**YOUR TASKS:**
a – In the diffusion training excerpt below, copy the passage that begins with the words containing "Training code (end-to-end)" and ends with "torch.linspace(beta_start, beta_end, T)".
b – Name every module that appears in the import lines of the diffusion training excerpt below.
c – Answer these questions using the diffusion training excerpt below:
(i) What kind of beta schedule is used?
(ii) What is the network trained to predict from x_t?
(iii) What default value does linear_beta_schedule give to beta_end?

**GIVEN TEXT:**
########################################
Step 3: Diffusion schedule + denoising loss

Here’s the key: I use a simple linear beta schedule and compute:

x_t = sqrt(alpha_bar) * x0 + sqrt(1 - alpha_bar) * noise
Train the network to predict x0 from x_t

To keep outputs blocky, I use a loss that emphasizes correct pixel values but doesn’t over-penalize tiny deviations. A practical option is L1 loss (absolute error), which often preserves edges better than MSE for this kind of data.

Training code (end-to-end)

import math
import torch
import torch.nn.functional as F
from torch.optim import AdamW

# --------------------------
# Diffusion utilities
# --------------------------
def linear_beta_schedule(T, beta_start=1e-4, beta_end=2e-2):
    return torch.linspace(beta_start, beta_end, T)

def compute_alphas(betas):
    alphas = 1.0 - betas
    alpha_bar = torch.cumprod(alphas, dim=0)  # (T,)
########################################
Records from a dataset:
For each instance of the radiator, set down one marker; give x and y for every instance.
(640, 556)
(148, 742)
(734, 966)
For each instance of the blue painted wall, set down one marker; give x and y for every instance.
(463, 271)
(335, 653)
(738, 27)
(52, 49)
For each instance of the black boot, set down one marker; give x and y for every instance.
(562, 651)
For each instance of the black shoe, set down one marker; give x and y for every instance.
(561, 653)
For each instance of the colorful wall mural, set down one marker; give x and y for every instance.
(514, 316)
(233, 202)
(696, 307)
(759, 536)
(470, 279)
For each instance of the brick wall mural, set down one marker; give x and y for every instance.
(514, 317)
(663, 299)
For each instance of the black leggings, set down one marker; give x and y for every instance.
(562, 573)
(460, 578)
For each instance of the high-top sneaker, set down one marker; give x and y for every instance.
########################################
**ANSWERS FOR THIS EXERCISE:**
a –
Training code (end-to-end)

import math
import torch
import torch.nn.functional as F
from torch.optim import AdamW

# --------------------------
# Diffusion utilities
# --------------------------
def linear_beta_schedule(T, beta_start=1e-4, beta_end=2e-2):
    return torch.linspace(beta_start, beta_end, T)

b –
math
torch
torch.nn.functional
torch.optim

c –
(i) A simple linear beta schedule.
(ii) x0.
(iii) 2e-2.